**AIM OF THE EXERCISE:**
When you reach the entries, transcribe each one exactly.

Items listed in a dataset
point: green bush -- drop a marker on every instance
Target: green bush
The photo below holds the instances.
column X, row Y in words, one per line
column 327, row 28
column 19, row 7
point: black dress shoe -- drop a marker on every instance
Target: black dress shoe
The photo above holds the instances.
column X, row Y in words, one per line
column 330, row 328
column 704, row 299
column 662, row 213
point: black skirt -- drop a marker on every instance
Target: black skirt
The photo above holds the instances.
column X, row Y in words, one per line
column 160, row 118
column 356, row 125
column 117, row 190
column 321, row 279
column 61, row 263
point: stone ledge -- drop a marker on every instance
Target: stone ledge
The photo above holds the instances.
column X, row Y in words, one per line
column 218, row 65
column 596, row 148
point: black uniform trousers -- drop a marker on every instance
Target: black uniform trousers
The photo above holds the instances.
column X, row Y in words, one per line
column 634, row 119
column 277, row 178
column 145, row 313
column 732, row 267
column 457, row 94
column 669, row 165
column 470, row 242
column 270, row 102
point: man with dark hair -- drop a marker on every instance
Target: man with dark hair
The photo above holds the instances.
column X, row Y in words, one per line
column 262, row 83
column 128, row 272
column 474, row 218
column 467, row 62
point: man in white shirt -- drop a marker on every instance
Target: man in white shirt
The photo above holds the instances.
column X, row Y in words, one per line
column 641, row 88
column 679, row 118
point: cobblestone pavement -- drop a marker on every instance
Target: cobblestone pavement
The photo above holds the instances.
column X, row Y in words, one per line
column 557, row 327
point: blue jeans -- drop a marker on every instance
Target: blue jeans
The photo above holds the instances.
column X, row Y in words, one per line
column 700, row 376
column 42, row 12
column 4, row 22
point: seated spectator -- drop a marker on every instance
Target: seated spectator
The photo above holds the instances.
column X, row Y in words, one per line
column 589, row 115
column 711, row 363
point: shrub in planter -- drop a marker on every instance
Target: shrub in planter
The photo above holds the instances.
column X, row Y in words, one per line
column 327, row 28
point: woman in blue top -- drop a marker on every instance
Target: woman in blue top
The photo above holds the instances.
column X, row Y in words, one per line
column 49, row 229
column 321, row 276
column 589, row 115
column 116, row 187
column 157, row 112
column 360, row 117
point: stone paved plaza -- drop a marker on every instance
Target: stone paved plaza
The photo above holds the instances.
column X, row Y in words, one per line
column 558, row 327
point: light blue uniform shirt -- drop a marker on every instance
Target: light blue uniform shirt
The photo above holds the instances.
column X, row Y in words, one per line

**TASK RESULT:**
point: green bush -- drop a marker on every instance
Target: green bush
The photo below holds the instances.
column X, row Y in words, one per line
column 327, row 28
column 19, row 7
point: black dress shoe -- drop a marker on every instance
Target: black dress shoe
The photo above holds the instances.
column X, row Y in words, one per line
column 330, row 328
column 704, row 299
column 662, row 213
point: black skirt -- drop a marker on every instance
Target: black skirt
The photo above holds the instances.
column X, row Y in words, one per line
column 160, row 118
column 356, row 125
column 117, row 190
column 321, row 279
column 61, row 263
point: stone ledge -- drop a marker on every instance
Target: stone ledge
The photo above holds the instances.
column X, row Y in words, one per line
column 218, row 65
column 596, row 148
point: black uniform trousers -- drop a marker on every instance
Target: black uniform trousers
The photo above holds the instances.
column X, row Y in words, one per line
column 634, row 119
column 277, row 178
column 145, row 313
column 732, row 267
column 457, row 94
column 669, row 165
column 470, row 242
column 270, row 102
point: man with dark hair -- drop a marker on every instance
Target: man with dark hair
The photo above holds the instances.
column X, row Y in words, one per line
column 262, row 83
column 128, row 272
column 474, row 218
column 467, row 62
point: man in white shirt -- drop a marker on every instance
Target: man in white shirt
The photo above holds the instances.
column X, row Y in words, one per line
column 641, row 88
column 679, row 118
point: cobblestone pavement -- drop a marker on every instance
Target: cobblestone pavement
The photo above holds the instances.
column X, row Y in words, one per line
column 557, row 327
point: blue jeans -- drop a marker on every instance
Target: blue jeans
The photo above holds the instances.
column X, row Y in words, one per line
column 700, row 376
column 42, row 12
column 4, row 22
point: seated spectator -- drop a marker on every instance
Target: seated spectator
The photo above holds the instances.
column X, row Y in words, one per line
column 589, row 115
column 711, row 363
point: shrub in planter -- drop a marker on every instance
Target: shrub in planter
The photo above holds the instances.
column X, row Y in words, one per line
column 327, row 28
point: woman in blue top -- drop a marker on every instance
Target: woman in blue top
The photo above holds the instances.
column X, row Y in words, one per line
column 49, row 229
column 321, row 276
column 589, row 115
column 116, row 187
column 157, row 112
column 360, row 117
point: stone paved plaza -- drop a marker on every instance
Target: stone paved plaza
The photo above holds the instances.
column X, row Y in words, one per line
column 558, row 327
point: light blue uniform shirt -- drop a marker on every instance
Target: light blue uniform shirt
The photo above holds the instances.
column X, row Y in words, one per line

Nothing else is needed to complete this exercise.